## Given exercise 1
In the ARM assembly article, what value does the 'Cond' field contain for always execute?

Technical Article

How to Write Assembly Language: Basic Assembly Instructions in the ARM Instruction Set

February 08, 2019 by Stephen St. Michael

Learn some basic instructions used in the ARM instruction set used for programming ARM cores.

Learn some basic instructions used in the ARM instruction set used for programming ARM cores.

This article is intended to help you learn about basic assembly instructions for ARM core programming.

We will pick up from a previous post on ARM register files—please consider reviewing that information before continuing as we will reference register denotations and register flags in the instructions below.

This information will be used in the next article to program a Raspberry Pi, which uses a 32-bit ARM core. In this article, we will focus our attention on 32-bit ARMv7 instructions and 32-bit registers.

Note: Later versions of the Raspberry Pi, running Raspbian, use a 64-bit ARMv8 processor, but run it in 32-bit mode just like the older v7 versions. We may cover ARMv8 in a future article.


Supporting Information:

Machine Code

Instructions are used by the processor—let's take one look at the machine code that the instructions represent. Since most of the instructions we'll go over are for data operations, I've grabbed the data-processing instruction out of the ARMV7 manual.


Figure 1. ARM data-processing instruction


Figure 1 shows the 32 bits found in an ARM data-processing instruction; each bit has a specific purpose, either individually or as part of a group.

The condition field is 4 bits wide, as there are roughly fifteen conditional codes. The opcode is 4 bits wide and sits between the immediate flag, which signals that operand 2 holds an immediate value, and the condition-set flag, which we can use to update the status register during an operation (more on these later). Notice it's the opcode that determines the operation—such as addition, subtraction, or exclusive OR—that the processor will perform.

As you go through the instructions below, we'll reference Figure 1 and try to see how the assembly instruction gets encoded into binary. And don't be afraid to dig through the ARM manual for more information.

How to Read Assembly Instructions: Mnemonics and Operands

Every instruction begins with a mnemonic that represents an operation. Following the mnemonic are the operands that will be operated on. These are typically destination and source operands, as seen below.




The ADD instruction (covered in the section below) adds R2 to R1 and puts the result in register R0 (see the previous article for an explanation of these denotations). This is the typical way to read an assembly instruction. Add R2 to R1 and put it (the result) in R0. The equivalent machine code that will execute on the processor is shown alongside the ADD instruction.

The 'Cond'  field contains '1110' for always execute. These bits come into play when using conditional suffixes appended to the ADD operation. The next field is unused and set to zero. The 'I' field is zero because 'Op2' is a register and not an immediate value. The 'S' field is zero because we did not append an S to the ADD operation, i.e., we don't want this instruction to update the status register flags (N, Z, C, and V, discussed above).

If you refer back to Figure 1, notice the opcode for addition. It's 0100b. This tells the processor to set the datapath for an ADD operation. The last three fields are R1 (0001b), R0 (0000b), and R2 ( ….0010b).

## Given exercise 2
Locate each line of the records below that includes the string "dress", and copy all of those lines.

## Object location annotation data
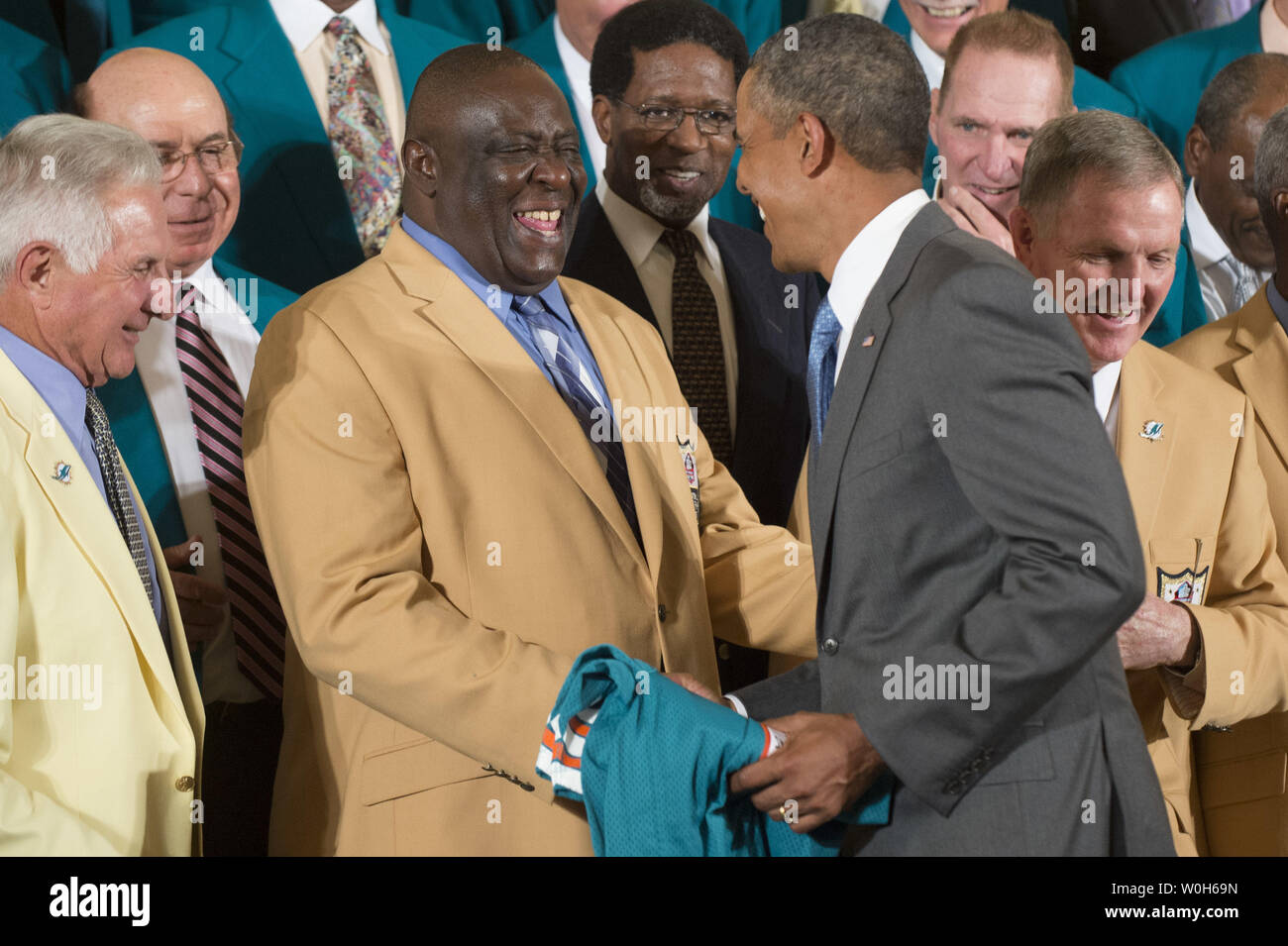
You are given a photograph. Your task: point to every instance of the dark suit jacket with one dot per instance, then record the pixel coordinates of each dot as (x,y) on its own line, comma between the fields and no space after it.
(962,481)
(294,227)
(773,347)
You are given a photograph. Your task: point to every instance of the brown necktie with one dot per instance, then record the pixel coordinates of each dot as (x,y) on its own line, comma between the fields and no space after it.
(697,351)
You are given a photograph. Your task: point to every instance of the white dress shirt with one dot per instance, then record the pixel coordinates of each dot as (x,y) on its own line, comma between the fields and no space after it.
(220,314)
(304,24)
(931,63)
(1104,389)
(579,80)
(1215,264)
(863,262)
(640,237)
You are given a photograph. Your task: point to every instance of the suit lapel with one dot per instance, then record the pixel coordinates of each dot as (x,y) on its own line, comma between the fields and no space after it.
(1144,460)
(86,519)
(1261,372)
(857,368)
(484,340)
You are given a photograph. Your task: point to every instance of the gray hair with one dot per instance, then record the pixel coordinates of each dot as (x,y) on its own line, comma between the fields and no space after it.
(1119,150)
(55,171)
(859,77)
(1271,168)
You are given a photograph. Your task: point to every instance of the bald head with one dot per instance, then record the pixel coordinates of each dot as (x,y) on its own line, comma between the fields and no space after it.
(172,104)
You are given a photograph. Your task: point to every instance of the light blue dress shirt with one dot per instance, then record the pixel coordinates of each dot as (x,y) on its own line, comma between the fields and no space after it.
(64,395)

--

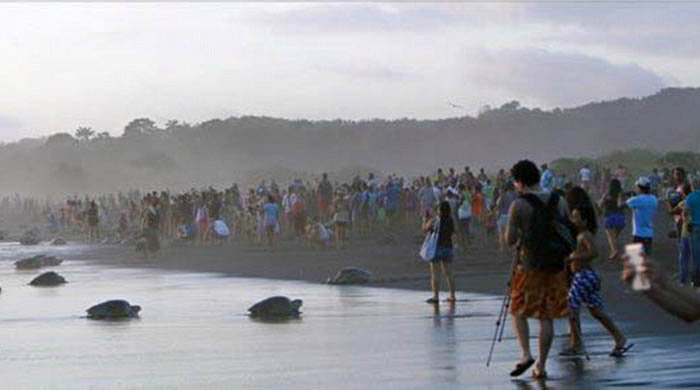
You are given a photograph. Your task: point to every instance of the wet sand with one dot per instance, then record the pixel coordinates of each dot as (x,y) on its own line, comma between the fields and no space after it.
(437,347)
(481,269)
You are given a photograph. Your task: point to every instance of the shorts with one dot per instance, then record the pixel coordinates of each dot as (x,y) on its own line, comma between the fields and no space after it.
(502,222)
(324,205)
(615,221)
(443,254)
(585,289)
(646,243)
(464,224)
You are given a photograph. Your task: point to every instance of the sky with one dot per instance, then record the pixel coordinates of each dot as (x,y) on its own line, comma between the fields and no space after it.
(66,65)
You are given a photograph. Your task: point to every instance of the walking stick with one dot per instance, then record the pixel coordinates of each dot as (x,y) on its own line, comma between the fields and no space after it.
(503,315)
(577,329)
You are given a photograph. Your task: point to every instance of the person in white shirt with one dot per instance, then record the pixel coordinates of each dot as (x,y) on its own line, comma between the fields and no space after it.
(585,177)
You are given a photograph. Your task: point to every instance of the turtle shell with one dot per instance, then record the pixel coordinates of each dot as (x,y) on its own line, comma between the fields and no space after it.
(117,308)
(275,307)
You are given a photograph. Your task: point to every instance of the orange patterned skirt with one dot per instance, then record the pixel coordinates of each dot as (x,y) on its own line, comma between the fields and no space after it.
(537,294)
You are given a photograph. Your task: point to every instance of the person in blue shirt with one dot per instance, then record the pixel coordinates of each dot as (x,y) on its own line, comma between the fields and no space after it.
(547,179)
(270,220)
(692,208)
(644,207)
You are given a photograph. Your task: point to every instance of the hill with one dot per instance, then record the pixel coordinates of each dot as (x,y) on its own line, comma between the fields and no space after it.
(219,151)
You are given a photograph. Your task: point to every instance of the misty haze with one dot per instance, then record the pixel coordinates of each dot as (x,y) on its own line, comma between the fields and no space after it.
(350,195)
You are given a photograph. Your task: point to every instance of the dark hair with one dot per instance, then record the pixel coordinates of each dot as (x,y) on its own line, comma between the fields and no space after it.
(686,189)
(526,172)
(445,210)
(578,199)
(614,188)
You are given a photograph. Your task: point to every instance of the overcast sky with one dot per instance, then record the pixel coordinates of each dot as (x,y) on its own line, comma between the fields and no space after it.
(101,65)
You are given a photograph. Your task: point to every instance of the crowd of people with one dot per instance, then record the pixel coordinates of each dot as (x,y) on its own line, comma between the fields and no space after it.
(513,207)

## Written response 1
It contains '1110'.

## Written response 2
You are given a photograph. Your task: point to every instance of the white dress shirt with one dot per instance, then record the pixel coordinates of each dot as (x,y) on its own line, comma between the fields and no space after it.
You are given a photograph. Your task: point to every instance of the light blue dress shirt with one dot per instance, then record the pixel coordinates of each dot as (x,y) on its own line, comma between the fields and no space after it.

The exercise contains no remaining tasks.